The question is in S. 39, as it is written now, in your opinion, would the provision limit the admissibility of any other evidenced seized pursuant to a routine search for unlawful carriage of weapons?

Mr. CRAMTON. I have to admit I have not examined the provisions of S. 39 with that question in mind, so I don't have an informed opinion on it.

Mr. GINTHER. Could we get that for the record, Mr. Chairman? Senator CANNON. Would you supply that for the record, please? Mr. CRAMTON. Surely.

(The following information was subsequently received for the record :)

DEPARTMENT OF JUSTICE, Washington, D.C., January 29, 1973.

Hon. HOWARD W. CANNON, Chairman, Avaition Subcommittee, Committee on Commerce, U.S. Senate, Washington, D.C.

DEAR SENATOR CANNON : During the course of my testimony before the Aviation Subcommittee on January 10, 1973, the Subcommittee asked for the views of the Department of Justice on the question whether under S. 39 (93d Cong.), as presently drafted, non-weapon evidence seized from a person attempting to board an airplane is admissible in evidence against that person.

We have concluded that if, in the course of a lawful and reasonable search and seizure under the terms of S. 39, an airport security official obtains evidence other than weapons, that evidence is admissible in evidence against the person from whom it was seized. The controlling factor in this situation is the legality of the actual search and seizure; admissibility of the evidnce seized, whether it be weapons or contraband, is dependent upon the initial legality of the seizure.

◆ ◆ ◆ ◆ ◆

> Aim 1
Rewrite the part of the listing starting at the line containing "[find] the road surface" and ending at the end of the listing, replacing "drop a marker" with "place a pin" and leaving everything else unchanged.

◆ ◆ ◆ ◆ ◆

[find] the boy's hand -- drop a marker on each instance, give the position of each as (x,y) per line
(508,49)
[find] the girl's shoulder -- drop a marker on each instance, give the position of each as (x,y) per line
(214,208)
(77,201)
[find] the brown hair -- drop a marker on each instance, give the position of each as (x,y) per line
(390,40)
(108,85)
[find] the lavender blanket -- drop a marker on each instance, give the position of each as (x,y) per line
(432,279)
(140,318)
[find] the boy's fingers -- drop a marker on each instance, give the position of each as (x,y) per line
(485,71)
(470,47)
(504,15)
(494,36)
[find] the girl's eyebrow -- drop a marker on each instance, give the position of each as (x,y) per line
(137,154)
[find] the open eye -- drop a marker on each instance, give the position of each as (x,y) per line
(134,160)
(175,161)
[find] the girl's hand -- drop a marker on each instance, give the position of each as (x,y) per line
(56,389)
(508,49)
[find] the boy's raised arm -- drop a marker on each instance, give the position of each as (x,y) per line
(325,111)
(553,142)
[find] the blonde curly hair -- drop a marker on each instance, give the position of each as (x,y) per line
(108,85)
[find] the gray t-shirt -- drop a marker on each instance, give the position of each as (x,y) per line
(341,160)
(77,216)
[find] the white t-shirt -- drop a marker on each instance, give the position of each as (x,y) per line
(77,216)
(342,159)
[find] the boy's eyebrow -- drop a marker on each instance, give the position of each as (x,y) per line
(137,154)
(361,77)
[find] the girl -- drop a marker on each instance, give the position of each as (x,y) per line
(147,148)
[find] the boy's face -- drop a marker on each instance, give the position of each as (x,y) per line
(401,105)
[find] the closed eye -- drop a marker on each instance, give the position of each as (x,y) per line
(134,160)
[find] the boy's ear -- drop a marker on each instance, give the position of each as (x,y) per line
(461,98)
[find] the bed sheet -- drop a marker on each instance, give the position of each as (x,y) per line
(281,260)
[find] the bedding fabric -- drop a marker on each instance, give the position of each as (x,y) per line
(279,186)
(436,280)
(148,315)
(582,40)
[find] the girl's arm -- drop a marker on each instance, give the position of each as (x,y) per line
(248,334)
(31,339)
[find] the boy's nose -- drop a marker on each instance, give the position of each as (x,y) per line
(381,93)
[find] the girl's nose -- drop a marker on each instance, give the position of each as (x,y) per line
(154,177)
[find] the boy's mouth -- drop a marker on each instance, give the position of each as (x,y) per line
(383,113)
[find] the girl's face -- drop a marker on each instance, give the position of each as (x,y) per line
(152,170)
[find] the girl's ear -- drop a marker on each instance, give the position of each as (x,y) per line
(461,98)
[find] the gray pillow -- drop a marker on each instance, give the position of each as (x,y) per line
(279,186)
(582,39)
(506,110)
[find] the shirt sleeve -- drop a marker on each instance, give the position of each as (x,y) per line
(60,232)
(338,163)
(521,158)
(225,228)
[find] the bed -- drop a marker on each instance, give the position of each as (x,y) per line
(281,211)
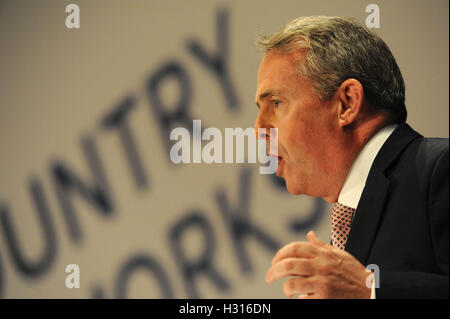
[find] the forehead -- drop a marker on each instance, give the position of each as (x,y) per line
(277,73)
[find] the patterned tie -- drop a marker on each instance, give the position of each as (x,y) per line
(341,219)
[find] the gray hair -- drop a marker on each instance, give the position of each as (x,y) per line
(338,48)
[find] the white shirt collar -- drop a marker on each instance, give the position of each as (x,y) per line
(356,178)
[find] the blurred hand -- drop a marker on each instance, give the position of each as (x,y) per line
(318,270)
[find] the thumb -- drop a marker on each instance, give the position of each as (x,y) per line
(312,238)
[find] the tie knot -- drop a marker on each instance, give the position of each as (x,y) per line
(341,219)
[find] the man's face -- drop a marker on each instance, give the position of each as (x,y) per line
(306,125)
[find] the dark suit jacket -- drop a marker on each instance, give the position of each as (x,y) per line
(401,222)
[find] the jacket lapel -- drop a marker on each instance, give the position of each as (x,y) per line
(371,205)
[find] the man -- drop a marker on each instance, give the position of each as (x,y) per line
(336,95)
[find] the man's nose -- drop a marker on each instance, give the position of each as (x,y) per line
(261,130)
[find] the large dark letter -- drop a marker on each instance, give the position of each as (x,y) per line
(40,266)
(67,182)
(168,120)
(117,119)
(239,225)
(145,262)
(218,62)
(204,263)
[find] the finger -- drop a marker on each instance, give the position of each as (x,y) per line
(298,286)
(289,267)
(298,249)
(313,239)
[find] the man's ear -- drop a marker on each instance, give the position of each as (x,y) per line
(351,96)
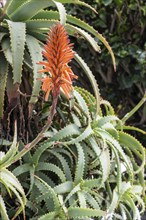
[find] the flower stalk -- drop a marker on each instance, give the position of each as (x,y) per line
(58,53)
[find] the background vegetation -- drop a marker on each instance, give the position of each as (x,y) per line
(72,159)
(123,23)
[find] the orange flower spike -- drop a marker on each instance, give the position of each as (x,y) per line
(58,53)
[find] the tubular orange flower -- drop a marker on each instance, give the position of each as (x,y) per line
(58,53)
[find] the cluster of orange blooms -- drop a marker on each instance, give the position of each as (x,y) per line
(58,53)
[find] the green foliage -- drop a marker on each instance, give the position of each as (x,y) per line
(79,174)
(9,183)
(86,165)
(123,23)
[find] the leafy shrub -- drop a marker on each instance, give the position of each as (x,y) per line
(82,163)
(123,23)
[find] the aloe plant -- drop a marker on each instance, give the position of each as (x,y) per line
(86,165)
(22,33)
(10,186)
(91,168)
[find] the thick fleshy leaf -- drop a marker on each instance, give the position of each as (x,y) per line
(35,51)
(17,39)
(3,79)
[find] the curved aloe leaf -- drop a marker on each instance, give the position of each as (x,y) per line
(17,39)
(3,79)
(3,210)
(35,51)
(92,81)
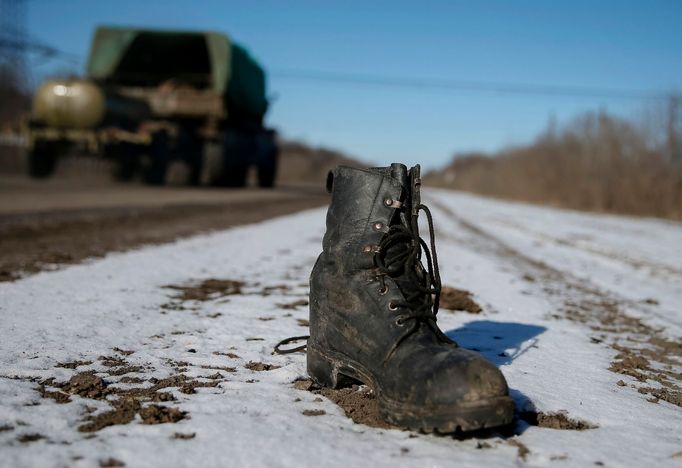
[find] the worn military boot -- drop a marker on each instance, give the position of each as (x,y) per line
(373,311)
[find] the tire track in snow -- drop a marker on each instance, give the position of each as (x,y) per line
(643,352)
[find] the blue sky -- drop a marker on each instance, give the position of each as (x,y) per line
(605,44)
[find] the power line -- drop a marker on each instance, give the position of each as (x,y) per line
(468,85)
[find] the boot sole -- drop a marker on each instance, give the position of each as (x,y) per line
(331,369)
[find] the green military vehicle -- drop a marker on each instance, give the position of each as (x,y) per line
(152,99)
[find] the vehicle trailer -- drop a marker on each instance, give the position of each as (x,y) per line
(153,98)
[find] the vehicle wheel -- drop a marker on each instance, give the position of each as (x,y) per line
(157,165)
(234,175)
(267,172)
(235,160)
(267,159)
(42,159)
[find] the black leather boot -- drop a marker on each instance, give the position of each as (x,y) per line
(373,311)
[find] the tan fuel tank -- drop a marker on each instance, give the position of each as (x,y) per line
(69,103)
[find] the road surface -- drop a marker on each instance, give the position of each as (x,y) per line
(162,356)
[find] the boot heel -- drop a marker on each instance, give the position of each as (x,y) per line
(321,369)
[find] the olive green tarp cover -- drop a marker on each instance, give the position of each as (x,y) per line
(130,56)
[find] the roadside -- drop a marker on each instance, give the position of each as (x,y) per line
(64,221)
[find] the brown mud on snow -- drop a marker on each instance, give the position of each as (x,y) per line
(79,220)
(125,403)
(357,401)
(458,299)
(260,366)
(207,290)
(642,352)
(558,420)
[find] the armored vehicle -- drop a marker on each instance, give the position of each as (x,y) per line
(154,98)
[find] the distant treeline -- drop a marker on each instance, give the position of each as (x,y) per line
(597,162)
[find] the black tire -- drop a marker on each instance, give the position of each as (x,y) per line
(235,159)
(235,175)
(42,159)
(157,165)
(268,154)
(191,152)
(267,172)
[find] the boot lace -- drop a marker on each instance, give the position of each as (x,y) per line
(399,257)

◆ ◆ ◆ ◆ ◆

> Aim 2
Repeat word for word the passage of the hearing excerpt starting at "The question is" and ending at "Mr. CRAMTON. Surely.".

> Final answer 1
[find] the road surface -- place a pin on each instance, give the position of each as (x,y) per line
(162,356)
[find] the boot heel -- place a pin on each instance, give the position of each as (x,y) per line
(321,369)
[find] the olive green tarp cover -- place a pin on each instance, give the position of each as (x,y) per line
(130,56)
[find] the roadside -- place a pin on each instance, give the position of each as (x,y) per line
(64,221)
[find] the brown mud on snow -- place a pin on each instance, give the position of each as (x,y) per line
(79,220)
(125,403)
(357,401)
(458,299)
(260,366)
(207,290)
(642,352)
(558,420)
[find] the armored vehicle -- place a pin on each instance, give the position of each as (x,y) per line
(154,98)
[find] the distant treeline -- place a pin on each instance, give the position of each as (x,y) per line
(597,162)
[find] the black tire -- place a pin on each instance, give the position of each as (x,y) per line
(235,159)
(235,175)
(42,159)
(157,165)
(268,154)
(191,152)
(267,172)
[find] the boot lace -- place a pin on each instance, give the position of each as (x,y) per line
(399,257)

> Final answer 2
The question is in S. 39, as it is written now, in your opinion, would the provision limit the admissibility of any other evidenced seized pursuant to a routine search for unlawful carriage of weapons?

Mr. CRAMTON. I have to admit I have not examined the provisions of S. 39 with that question in mind, so I don't have an informed opinion on it.

Mr. GINTHER. Could we get that for the record, Mr. Chairman? Senator CANNON. Would you supply that for the record, please? Mr. CRAMTON. Surely.